(Selected extract):
==*==

WASHINGTON – The White House will not relinquish its claim to a portion of the states’ $246 billion tobacco settlement unless the states agree to use the money for public health and anti-smoking programs.
Maryland officials chafed at that restriction Thursday, even though Gov. Parris Glendening has already said he plans to use the state’s share of the settlement for the programs envisioned by the White House.
“We believe the state of Maryland is entitled to every penny earned in the settlement without any strings attached,” said Assistant Attorney General Maureen M. Dove, the deputy chief of litigation for tobacco deals.
Maryland is scheduled to get $4.4 billion of the tobacco settlement. But the federal Health Care Financing Administration has said that, since it pays for about half of Medicaid costs for the states, it should get about half of the settlement that the states won for tobacco-related health-care costs.
Bills pending in the House and Senate would reserve settlement funds exclusively for the states.
The Senate bill has 28 co-sponsors — Maryland Sens. Barbara Mikulski, D-Baltimore, and Paul Sarbanes, D-Baltimore, are not among them. The companion House bill has 32 co- sponsors, including Rep. Elijah Cummings, D- Baltimore.
The White House announcement Wednesday came in response to those bills. The administration said it will oppose any bill that does not specify that settlement funds must be used to help tobacco farmers and for public health, including preventing teen smoking and assisting children.
Officials at HCFA said that they hope to resolve their claim to the settlement funds by working with the states and Congress on legislation that would mandate how the funds are used.
Despite that claim, however, the Clinton administration has already included $18.9 billion from the tobacco settlements in its five-year federal budget projection.
“It’s in the budget because we’re obliged to make the claim … in the absence of any alternative measure,” said Barry Toiv, a White House spokesman.
Toiv said legislation could relieve HCFA of its obligation to recoup the money, and that, if a satisfactory agreement is reached, the White House may adjust its budget accordingly.
Glendening did not include settlement money in his fiscal 2000 budget, but he has said that he wants to use it for programs to reduce smoking, help children, fund cancer research and help state tobacco farmers.
Glendening spokesman Don Vandrey said the state expects to get its full share, regardless of what it ultimately does with the money and despite what the White House may be planning.

==*==

(Provided information):

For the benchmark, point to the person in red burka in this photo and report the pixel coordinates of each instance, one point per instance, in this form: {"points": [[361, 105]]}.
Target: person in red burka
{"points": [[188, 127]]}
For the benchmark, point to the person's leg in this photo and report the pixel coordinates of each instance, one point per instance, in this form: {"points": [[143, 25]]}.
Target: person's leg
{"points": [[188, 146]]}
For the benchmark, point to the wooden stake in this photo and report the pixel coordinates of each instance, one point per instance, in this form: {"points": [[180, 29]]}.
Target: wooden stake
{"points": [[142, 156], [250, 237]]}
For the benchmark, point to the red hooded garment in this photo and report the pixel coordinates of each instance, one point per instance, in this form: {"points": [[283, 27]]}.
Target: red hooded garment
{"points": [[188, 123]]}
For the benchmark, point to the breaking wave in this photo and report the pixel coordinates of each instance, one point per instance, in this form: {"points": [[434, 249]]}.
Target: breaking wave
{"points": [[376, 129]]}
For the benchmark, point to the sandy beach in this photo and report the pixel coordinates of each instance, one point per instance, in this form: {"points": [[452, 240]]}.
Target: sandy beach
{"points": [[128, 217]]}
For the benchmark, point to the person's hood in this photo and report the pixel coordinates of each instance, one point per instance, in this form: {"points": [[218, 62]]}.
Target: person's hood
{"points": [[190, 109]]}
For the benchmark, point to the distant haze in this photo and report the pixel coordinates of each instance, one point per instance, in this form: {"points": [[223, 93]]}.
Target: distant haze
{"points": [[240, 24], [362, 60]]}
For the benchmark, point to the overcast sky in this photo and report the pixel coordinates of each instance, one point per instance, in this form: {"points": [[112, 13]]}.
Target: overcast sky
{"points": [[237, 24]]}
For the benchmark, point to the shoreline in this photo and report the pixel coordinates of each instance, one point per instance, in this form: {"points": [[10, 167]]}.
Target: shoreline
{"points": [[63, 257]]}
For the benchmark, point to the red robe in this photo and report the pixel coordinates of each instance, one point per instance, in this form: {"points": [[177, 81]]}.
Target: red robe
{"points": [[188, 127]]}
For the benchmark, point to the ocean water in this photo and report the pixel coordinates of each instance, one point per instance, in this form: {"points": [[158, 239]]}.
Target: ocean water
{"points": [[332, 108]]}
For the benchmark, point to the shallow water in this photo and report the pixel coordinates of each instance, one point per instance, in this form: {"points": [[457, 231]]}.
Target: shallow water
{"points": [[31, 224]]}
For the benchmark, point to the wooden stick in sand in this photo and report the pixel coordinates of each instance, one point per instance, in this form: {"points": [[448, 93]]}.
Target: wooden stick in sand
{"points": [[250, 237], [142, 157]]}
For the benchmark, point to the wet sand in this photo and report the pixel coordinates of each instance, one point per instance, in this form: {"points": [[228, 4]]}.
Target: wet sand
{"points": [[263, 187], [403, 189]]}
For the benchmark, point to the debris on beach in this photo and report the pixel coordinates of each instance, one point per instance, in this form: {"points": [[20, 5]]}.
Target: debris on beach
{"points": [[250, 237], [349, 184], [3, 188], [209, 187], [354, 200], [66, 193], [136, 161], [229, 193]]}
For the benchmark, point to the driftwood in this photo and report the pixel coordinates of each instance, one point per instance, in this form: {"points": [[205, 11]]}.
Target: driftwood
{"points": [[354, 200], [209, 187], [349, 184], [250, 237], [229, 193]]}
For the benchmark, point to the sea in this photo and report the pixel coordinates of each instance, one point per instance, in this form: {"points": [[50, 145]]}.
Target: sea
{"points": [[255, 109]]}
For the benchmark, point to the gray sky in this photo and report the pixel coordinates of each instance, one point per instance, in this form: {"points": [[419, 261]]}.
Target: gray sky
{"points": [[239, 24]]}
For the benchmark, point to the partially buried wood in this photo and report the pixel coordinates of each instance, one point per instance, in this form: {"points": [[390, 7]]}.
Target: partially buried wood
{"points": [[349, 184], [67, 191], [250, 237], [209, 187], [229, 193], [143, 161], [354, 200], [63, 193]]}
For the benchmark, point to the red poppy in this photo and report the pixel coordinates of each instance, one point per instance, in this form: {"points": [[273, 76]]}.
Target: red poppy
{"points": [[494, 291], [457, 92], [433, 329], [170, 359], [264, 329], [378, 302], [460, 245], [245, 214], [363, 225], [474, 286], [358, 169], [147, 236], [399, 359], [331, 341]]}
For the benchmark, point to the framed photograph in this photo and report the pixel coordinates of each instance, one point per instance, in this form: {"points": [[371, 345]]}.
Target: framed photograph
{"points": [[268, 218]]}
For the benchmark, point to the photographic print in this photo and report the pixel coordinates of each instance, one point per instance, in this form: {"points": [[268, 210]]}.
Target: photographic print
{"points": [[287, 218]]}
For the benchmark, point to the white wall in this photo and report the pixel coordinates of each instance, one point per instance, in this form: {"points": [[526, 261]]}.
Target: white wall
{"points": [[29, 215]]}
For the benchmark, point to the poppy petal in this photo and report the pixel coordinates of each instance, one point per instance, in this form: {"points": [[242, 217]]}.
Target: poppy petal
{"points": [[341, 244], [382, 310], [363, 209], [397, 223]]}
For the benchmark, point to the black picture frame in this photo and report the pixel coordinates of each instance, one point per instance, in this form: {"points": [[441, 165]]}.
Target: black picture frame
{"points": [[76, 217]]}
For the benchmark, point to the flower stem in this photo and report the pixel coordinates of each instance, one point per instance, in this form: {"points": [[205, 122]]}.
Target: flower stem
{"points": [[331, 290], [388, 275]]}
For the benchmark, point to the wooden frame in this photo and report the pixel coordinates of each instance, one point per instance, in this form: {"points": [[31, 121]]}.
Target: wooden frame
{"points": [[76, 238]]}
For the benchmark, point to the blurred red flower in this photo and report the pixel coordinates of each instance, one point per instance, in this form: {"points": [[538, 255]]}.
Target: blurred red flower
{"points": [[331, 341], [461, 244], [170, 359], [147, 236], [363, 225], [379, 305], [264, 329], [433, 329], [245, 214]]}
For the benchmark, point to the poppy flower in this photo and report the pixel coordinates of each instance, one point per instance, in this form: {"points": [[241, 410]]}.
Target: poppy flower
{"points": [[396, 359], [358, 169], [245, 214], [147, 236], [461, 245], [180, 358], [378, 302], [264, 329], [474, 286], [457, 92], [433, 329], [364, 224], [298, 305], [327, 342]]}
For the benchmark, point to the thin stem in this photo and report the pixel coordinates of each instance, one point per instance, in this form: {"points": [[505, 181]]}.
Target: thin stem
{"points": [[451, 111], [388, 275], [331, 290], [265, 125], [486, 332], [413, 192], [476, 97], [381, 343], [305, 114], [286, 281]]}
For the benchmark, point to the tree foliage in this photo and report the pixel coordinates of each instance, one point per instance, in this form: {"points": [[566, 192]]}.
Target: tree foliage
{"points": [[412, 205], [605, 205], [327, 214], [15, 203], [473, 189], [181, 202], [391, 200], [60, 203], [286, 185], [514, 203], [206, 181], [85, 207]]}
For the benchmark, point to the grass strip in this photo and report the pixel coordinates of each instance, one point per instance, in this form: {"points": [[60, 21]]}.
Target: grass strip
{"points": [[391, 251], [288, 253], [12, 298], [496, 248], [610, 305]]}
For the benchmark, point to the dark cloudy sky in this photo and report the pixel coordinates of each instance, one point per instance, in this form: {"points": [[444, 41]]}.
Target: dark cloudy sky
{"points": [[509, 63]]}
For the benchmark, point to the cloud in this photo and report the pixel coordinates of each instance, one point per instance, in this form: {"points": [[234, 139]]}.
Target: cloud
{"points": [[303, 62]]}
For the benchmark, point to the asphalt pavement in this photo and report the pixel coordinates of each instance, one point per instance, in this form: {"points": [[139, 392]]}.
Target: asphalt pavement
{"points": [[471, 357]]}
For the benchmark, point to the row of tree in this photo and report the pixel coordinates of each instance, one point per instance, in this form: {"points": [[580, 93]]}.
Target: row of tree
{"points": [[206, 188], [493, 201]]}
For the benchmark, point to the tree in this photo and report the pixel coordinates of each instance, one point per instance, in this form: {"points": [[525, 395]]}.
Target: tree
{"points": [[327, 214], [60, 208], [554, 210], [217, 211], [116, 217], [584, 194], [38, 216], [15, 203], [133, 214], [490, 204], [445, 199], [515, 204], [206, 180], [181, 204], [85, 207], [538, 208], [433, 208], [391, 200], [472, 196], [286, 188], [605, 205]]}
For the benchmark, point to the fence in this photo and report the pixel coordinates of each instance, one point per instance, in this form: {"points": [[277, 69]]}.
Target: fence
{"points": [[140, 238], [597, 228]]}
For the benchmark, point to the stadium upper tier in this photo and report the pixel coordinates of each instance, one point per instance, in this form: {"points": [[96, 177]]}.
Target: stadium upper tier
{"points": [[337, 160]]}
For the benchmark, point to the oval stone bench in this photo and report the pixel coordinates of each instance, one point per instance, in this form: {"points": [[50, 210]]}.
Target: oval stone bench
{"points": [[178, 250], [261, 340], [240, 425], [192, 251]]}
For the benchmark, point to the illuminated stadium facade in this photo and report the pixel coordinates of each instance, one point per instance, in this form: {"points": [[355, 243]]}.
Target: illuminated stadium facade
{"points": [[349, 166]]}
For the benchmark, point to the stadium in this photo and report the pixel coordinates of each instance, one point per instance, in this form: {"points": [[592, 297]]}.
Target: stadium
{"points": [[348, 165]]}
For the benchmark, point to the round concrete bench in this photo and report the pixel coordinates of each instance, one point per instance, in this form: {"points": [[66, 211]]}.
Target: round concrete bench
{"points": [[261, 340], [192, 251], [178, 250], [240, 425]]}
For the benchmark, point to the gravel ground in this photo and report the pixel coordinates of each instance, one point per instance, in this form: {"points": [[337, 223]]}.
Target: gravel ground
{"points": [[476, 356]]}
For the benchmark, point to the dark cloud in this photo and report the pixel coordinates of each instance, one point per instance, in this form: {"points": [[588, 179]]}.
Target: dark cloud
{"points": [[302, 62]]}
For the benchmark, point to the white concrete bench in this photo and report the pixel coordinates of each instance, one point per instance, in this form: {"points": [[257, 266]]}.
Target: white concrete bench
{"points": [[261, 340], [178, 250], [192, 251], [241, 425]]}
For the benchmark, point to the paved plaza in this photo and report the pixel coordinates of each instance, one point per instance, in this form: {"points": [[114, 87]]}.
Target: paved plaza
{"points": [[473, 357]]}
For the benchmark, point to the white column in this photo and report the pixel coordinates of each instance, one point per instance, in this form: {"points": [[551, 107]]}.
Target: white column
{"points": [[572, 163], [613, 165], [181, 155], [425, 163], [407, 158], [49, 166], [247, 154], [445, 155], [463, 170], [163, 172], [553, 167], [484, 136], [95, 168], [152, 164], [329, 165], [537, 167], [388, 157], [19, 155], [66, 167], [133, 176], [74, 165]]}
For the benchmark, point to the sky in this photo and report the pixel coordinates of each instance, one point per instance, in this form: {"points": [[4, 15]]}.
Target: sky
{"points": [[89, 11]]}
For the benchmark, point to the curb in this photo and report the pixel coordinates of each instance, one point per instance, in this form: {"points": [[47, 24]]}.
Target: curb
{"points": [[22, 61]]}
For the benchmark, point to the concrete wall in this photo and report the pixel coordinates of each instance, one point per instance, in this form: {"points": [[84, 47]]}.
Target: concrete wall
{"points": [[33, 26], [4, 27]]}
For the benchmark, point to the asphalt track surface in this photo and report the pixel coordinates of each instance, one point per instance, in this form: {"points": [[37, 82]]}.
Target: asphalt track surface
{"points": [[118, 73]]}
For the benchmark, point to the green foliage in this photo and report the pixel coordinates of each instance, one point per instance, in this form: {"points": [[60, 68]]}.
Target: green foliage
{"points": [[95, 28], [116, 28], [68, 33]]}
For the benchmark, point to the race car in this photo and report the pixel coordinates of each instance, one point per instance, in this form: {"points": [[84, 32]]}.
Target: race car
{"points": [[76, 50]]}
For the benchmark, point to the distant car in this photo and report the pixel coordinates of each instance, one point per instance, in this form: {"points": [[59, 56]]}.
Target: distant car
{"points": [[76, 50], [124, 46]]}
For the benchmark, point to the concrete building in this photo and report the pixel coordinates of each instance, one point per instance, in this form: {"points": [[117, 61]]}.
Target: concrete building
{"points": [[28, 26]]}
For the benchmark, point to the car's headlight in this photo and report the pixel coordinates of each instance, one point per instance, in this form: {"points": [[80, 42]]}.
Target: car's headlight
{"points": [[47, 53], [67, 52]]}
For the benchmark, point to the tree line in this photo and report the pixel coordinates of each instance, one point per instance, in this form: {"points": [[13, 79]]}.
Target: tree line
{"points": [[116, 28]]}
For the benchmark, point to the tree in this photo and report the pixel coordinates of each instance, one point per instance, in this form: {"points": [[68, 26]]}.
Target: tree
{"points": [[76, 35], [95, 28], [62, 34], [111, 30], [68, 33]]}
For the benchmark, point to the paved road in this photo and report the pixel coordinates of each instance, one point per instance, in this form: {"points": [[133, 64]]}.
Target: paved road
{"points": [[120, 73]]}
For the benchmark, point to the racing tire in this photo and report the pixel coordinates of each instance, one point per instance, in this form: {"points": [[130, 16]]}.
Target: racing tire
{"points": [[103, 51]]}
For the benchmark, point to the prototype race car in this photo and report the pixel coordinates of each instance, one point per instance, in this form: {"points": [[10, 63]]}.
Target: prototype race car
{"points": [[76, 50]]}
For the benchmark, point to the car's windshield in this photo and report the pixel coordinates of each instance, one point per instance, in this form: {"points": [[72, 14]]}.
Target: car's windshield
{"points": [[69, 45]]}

==*==

(Work to complete):
(a) In the tobacco settlement article, why does the federal Health Care Financing Administration say it should get about half of the states' settlement? Answer in one to three sentences.
(b) Set down the part of the tobacco settlement article starting at "Maryland officials chafed" and ending at "for the states.".

(Responses to the tasks):
(a) The agency pays for about half of the states' Medicaid costs. The states won the settlement for tobacco-related health-care costs, so the agency says it should get about half of it.

(b)
Maryland officials chafed at that restriction Thursday, even though Gov. Parris Glendening has already said he plans to use the state’s share of the settlement for the programs envisioned by the White House.
“We believe the state of Maryland is entitled to every penny earned in the settlement without any strings attached,” said Assistant Attorney General Maureen M. Dove, the deputy chief of litigation for tobacco deals.
Maryland is scheduled to get $4.4 billion of the tobacco settlement. But the federal Health Care Financing Administration has said that, since it pays for about half of Medicaid costs for the states, it should get about half of the settlement that the states won for tobacco-related health-care costs.
Bills pending in the House and Senate would reserve settlement funds exclusively for the states.